* **EXERCISE GOAL**
Restate, word for word, the run of lines that starts at the line containing "identify the bay" and ends with the final line of the listing. Leave pictures out.

* **EXTRACTED DATA**
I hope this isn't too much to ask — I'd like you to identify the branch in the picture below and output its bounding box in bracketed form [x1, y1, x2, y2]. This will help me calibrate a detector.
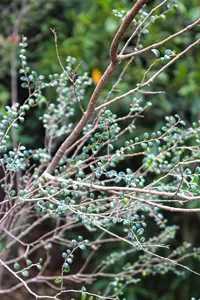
[110, 0, 149, 63]
[46, 0, 149, 174]
[119, 18, 200, 59]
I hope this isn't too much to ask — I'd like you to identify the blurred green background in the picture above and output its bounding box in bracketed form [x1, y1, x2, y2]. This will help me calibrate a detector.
[0, 0, 200, 300]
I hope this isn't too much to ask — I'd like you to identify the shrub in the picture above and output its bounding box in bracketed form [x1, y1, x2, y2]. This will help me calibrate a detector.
[0, 0, 200, 300]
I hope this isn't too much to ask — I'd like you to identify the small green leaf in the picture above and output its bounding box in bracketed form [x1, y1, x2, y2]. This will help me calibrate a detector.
[54, 277, 62, 284]
[151, 49, 160, 57]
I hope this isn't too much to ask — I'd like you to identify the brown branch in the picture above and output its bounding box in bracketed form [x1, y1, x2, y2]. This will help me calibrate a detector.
[46, 0, 149, 174]
[110, 0, 149, 63]
[119, 18, 200, 59]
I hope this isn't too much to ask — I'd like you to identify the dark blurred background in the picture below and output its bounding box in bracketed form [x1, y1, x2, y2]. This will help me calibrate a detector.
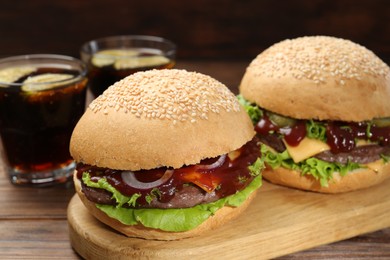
[0, 0, 390, 64]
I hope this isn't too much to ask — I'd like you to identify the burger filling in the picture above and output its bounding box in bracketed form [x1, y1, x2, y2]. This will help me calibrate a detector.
[238, 95, 390, 186]
[77, 138, 264, 231]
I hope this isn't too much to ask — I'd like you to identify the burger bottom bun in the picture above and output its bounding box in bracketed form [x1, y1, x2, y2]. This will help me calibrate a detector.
[262, 160, 390, 193]
[73, 173, 257, 240]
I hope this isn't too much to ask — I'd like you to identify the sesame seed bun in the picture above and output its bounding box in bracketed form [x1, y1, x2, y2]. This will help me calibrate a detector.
[262, 160, 390, 193]
[70, 69, 255, 171]
[74, 173, 257, 240]
[240, 36, 390, 122]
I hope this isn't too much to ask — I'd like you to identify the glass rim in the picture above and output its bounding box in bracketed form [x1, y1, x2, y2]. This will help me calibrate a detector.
[0, 53, 88, 87]
[80, 34, 177, 56]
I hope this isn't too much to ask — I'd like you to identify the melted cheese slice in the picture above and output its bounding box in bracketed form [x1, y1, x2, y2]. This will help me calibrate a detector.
[365, 160, 383, 172]
[283, 137, 378, 162]
[283, 137, 330, 163]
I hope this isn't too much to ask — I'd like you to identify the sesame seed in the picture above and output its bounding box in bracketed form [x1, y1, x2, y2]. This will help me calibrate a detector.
[89, 69, 240, 125]
[248, 36, 390, 85]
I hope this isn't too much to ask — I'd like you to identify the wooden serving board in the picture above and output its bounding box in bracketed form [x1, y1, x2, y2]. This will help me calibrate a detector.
[68, 180, 390, 260]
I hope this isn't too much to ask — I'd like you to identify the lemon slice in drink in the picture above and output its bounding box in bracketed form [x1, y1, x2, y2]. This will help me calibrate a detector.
[91, 49, 139, 67]
[114, 55, 169, 70]
[0, 67, 37, 87]
[22, 73, 74, 92]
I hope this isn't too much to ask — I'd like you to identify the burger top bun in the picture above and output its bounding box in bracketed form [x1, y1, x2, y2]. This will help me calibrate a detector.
[70, 69, 255, 171]
[240, 36, 390, 121]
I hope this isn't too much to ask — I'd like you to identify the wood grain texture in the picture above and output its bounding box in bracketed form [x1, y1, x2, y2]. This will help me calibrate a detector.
[0, 0, 390, 63]
[68, 177, 390, 259]
[0, 60, 390, 260]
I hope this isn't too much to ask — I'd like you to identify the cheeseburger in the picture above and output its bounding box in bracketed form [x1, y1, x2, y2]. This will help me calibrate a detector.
[239, 36, 390, 193]
[70, 69, 263, 240]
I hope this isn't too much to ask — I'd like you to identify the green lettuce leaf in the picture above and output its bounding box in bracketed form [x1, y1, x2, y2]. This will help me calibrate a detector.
[260, 144, 364, 187]
[237, 95, 263, 124]
[83, 159, 264, 232]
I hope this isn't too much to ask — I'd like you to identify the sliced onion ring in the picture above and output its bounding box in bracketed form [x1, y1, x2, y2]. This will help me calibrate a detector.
[121, 170, 173, 190]
[196, 154, 226, 170]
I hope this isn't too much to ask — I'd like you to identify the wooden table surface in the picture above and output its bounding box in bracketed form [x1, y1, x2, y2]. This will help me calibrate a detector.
[0, 61, 390, 259]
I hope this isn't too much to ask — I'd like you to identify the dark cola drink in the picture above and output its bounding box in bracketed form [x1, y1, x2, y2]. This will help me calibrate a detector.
[0, 55, 87, 185]
[80, 35, 176, 98]
[88, 48, 175, 97]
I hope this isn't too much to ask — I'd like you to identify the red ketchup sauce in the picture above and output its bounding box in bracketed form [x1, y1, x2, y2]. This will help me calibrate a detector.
[255, 115, 390, 153]
[77, 138, 260, 205]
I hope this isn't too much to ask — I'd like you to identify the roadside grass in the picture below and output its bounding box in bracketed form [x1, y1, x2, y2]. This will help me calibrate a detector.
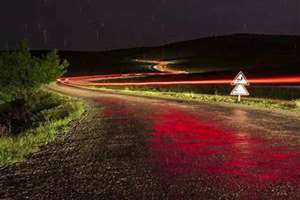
[96, 87, 300, 111]
[295, 99, 300, 111]
[0, 91, 86, 165]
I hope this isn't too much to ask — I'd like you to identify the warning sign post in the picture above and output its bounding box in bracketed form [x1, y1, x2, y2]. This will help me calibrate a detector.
[230, 72, 250, 102]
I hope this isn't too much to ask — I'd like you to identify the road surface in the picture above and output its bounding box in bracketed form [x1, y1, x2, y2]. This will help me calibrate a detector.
[0, 83, 300, 200]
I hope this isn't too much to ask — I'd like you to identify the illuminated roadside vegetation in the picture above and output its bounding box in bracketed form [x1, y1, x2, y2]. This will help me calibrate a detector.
[96, 87, 300, 111]
[0, 41, 84, 165]
[0, 91, 85, 164]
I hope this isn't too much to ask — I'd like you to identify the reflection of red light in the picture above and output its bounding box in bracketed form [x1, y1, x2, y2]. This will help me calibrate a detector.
[151, 109, 300, 186]
[59, 73, 300, 86]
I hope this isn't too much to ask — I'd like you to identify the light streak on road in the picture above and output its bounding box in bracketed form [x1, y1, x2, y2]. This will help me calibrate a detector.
[58, 73, 300, 86]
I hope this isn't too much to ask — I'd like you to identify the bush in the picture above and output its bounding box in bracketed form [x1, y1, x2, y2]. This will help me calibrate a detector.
[0, 92, 85, 164]
[0, 41, 68, 102]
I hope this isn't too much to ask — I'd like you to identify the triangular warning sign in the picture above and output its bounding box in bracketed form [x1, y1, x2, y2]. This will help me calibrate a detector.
[230, 84, 249, 96]
[231, 72, 249, 85]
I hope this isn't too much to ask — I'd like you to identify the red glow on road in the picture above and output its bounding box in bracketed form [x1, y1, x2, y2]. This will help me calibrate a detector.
[58, 73, 300, 86]
[151, 109, 300, 187]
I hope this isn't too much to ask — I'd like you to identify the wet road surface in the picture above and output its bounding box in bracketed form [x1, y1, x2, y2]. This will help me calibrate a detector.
[0, 83, 300, 199]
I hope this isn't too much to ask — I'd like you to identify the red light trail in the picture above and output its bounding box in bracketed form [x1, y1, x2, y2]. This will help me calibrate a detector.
[57, 73, 300, 86]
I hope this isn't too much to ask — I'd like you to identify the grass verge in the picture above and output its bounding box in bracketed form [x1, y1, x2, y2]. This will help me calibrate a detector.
[0, 91, 86, 165]
[95, 87, 300, 111]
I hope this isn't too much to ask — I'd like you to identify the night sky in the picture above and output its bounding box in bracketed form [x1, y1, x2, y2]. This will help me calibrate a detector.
[0, 0, 300, 50]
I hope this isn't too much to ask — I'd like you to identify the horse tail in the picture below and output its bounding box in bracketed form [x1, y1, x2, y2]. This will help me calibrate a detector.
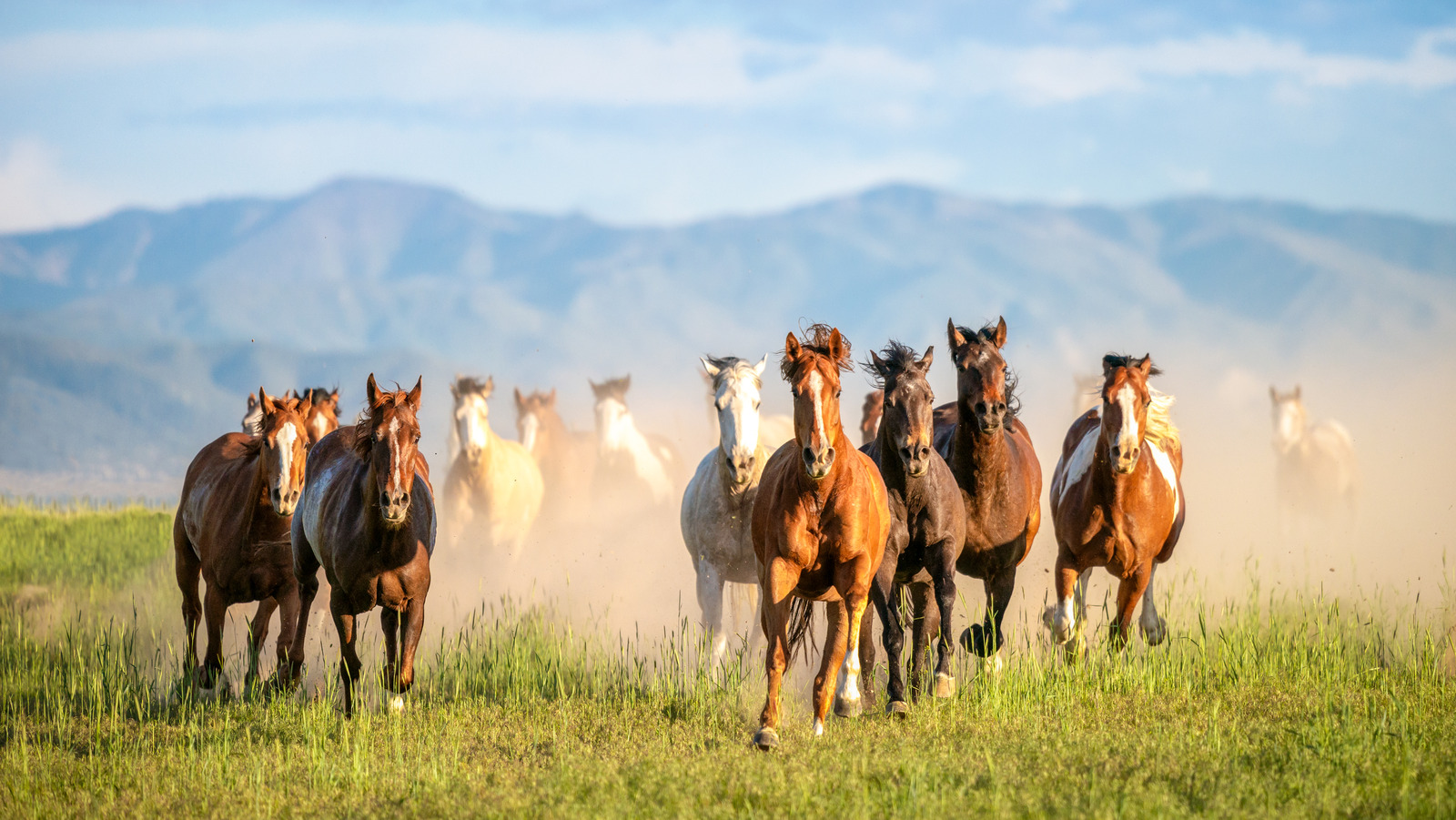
[784, 599, 814, 663]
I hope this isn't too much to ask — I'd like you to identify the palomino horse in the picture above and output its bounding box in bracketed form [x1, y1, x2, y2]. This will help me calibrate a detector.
[679, 355, 770, 664]
[935, 319, 1041, 669]
[590, 376, 682, 505]
[1269, 384, 1360, 529]
[442, 376, 543, 561]
[753, 325, 890, 750]
[859, 390, 885, 447]
[515, 388, 597, 520]
[288, 373, 435, 715]
[1043, 354, 1187, 658]
[861, 340, 966, 714]
[172, 388, 308, 691]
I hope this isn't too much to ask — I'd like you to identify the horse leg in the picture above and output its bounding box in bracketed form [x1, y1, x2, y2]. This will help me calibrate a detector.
[753, 558, 799, 752]
[201, 584, 228, 696]
[1138, 563, 1168, 647]
[697, 556, 728, 667]
[869, 573, 910, 716]
[329, 587, 364, 718]
[1111, 561, 1153, 650]
[172, 527, 202, 680]
[243, 597, 281, 692]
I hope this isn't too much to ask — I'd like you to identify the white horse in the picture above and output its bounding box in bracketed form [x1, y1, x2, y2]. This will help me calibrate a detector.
[1269, 384, 1360, 529]
[592, 376, 682, 507]
[679, 355, 777, 664]
[442, 376, 544, 561]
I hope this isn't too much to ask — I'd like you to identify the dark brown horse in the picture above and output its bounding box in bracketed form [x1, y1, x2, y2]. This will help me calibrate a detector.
[288, 373, 435, 715]
[753, 325, 890, 750]
[172, 388, 308, 691]
[935, 319, 1041, 665]
[1043, 354, 1187, 658]
[861, 340, 966, 714]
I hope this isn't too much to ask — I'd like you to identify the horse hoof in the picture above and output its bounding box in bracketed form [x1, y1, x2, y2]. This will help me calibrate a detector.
[935, 673, 956, 698]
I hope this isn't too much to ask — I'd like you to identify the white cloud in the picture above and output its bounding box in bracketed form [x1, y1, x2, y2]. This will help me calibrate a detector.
[0, 138, 114, 231]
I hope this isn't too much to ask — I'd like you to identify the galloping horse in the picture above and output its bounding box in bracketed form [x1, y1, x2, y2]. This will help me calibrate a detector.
[753, 325, 890, 750]
[588, 376, 682, 505]
[859, 390, 885, 447]
[679, 355, 770, 664]
[1043, 354, 1187, 658]
[442, 376, 543, 561]
[935, 319, 1041, 665]
[172, 388, 308, 691]
[861, 340, 966, 714]
[1269, 384, 1360, 529]
[515, 388, 597, 520]
[288, 373, 435, 715]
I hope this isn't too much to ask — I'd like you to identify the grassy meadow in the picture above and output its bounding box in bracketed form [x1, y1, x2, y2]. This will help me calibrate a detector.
[0, 505, 1456, 817]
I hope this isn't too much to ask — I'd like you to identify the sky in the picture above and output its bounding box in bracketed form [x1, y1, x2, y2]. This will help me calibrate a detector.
[0, 0, 1456, 231]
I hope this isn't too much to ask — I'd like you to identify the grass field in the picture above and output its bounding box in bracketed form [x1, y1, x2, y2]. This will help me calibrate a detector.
[0, 507, 1456, 817]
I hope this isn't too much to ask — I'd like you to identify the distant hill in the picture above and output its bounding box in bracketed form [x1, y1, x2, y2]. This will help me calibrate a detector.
[0, 179, 1456, 475]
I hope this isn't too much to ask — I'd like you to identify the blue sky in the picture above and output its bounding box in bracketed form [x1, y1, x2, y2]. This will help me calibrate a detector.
[0, 0, 1456, 230]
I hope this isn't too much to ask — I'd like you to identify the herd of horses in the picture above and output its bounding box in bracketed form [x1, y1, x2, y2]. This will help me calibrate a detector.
[173, 313, 1352, 750]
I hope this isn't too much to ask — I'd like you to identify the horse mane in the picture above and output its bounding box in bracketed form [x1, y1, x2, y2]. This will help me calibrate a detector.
[706, 355, 763, 390]
[779, 322, 854, 381]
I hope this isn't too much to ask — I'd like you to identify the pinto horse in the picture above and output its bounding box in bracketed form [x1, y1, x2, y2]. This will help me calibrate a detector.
[172, 388, 308, 691]
[753, 325, 890, 750]
[861, 340, 966, 714]
[444, 376, 543, 561]
[288, 373, 435, 715]
[935, 319, 1041, 665]
[1043, 354, 1187, 658]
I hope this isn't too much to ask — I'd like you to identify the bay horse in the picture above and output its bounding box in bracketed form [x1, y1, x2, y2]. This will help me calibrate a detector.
[515, 388, 597, 520]
[753, 325, 890, 750]
[679, 355, 772, 665]
[288, 373, 435, 715]
[172, 388, 308, 692]
[588, 374, 682, 505]
[935, 318, 1041, 669]
[1269, 384, 1360, 531]
[861, 340, 966, 714]
[442, 376, 544, 561]
[859, 390, 885, 447]
[1043, 354, 1187, 658]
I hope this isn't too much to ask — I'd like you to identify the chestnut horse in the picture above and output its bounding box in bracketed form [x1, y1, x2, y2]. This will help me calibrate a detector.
[935, 319, 1041, 669]
[861, 340, 966, 714]
[288, 373, 435, 715]
[172, 388, 308, 691]
[1043, 354, 1187, 658]
[753, 325, 890, 750]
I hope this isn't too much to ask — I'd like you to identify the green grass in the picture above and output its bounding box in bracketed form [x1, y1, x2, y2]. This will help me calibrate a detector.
[0, 517, 1456, 817]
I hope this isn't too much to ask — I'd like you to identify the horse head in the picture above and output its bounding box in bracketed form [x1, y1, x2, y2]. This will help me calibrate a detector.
[702, 354, 769, 485]
[781, 325, 854, 481]
[515, 388, 556, 458]
[1101, 354, 1162, 475]
[864, 340, 935, 478]
[1269, 384, 1308, 454]
[946, 318, 1016, 432]
[450, 376, 495, 459]
[258, 388, 311, 516]
[859, 390, 885, 444]
[354, 373, 424, 527]
[588, 373, 632, 453]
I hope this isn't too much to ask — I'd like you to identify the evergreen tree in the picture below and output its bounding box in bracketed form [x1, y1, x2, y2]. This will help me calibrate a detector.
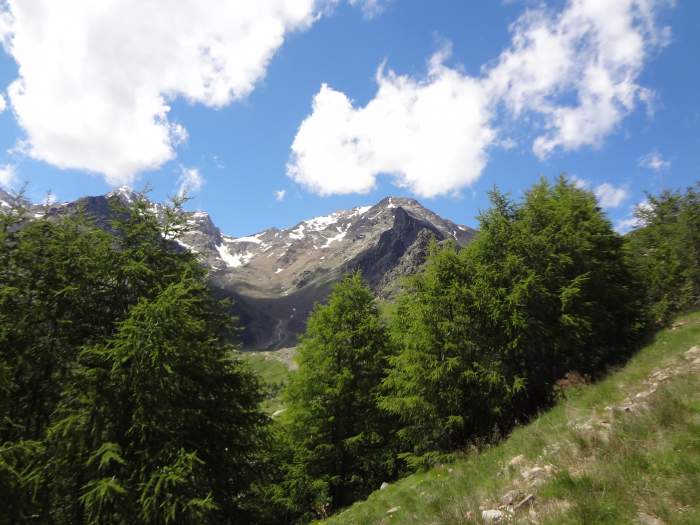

* **ANSWER BELOW**
I hope this isn't too much to ask — I'd like you to identify the bay horse in the picture above and output its bounding box in bracketed form [x1, y1, x2, y2]. This will help me calibrate a detector.
[515, 388, 597, 520]
[753, 325, 890, 750]
[679, 355, 772, 665]
[288, 373, 435, 715]
[172, 388, 308, 692]
[588, 374, 682, 505]
[935, 318, 1041, 669]
[1269, 384, 1360, 531]
[861, 340, 966, 714]
[442, 376, 544, 561]
[859, 390, 885, 447]
[1043, 354, 1187, 658]
I hope this isn't too much to ask — I'd like you to identify the chestnut horse in the picture above and output its bounding box in bracketed form [x1, y1, x2, y2]. This will help me calibrate a detector.
[935, 319, 1041, 669]
[861, 340, 966, 714]
[288, 373, 435, 715]
[172, 388, 308, 691]
[1043, 354, 1187, 658]
[753, 325, 890, 750]
I hope this isn't too much to ask — I'd like you to identify the green grass in the picture above and output its bounding box in bracketed form [x1, y1, x2, y2]. This will help me calibrate a detector.
[0, 517, 1456, 817]
I hope this isn't too much to ask — I'd like you to identify the horse head in the picture above and output its bounding box in bracketed form [x1, y1, x2, y2]. This will help me calibrate a detector.
[702, 354, 769, 485]
[781, 325, 854, 481]
[515, 388, 556, 458]
[1101, 354, 1162, 475]
[864, 340, 935, 478]
[1269, 384, 1308, 454]
[946, 318, 1016, 432]
[450, 376, 495, 459]
[258, 388, 311, 516]
[859, 390, 885, 444]
[354, 373, 424, 527]
[588, 373, 632, 453]
I hope this isn't too much to ask — I'd like you to identify the evergreen tree in the picture below and output its bounding box in bracketed form [x1, y1, x2, y2]. This will help me calibrate a detector.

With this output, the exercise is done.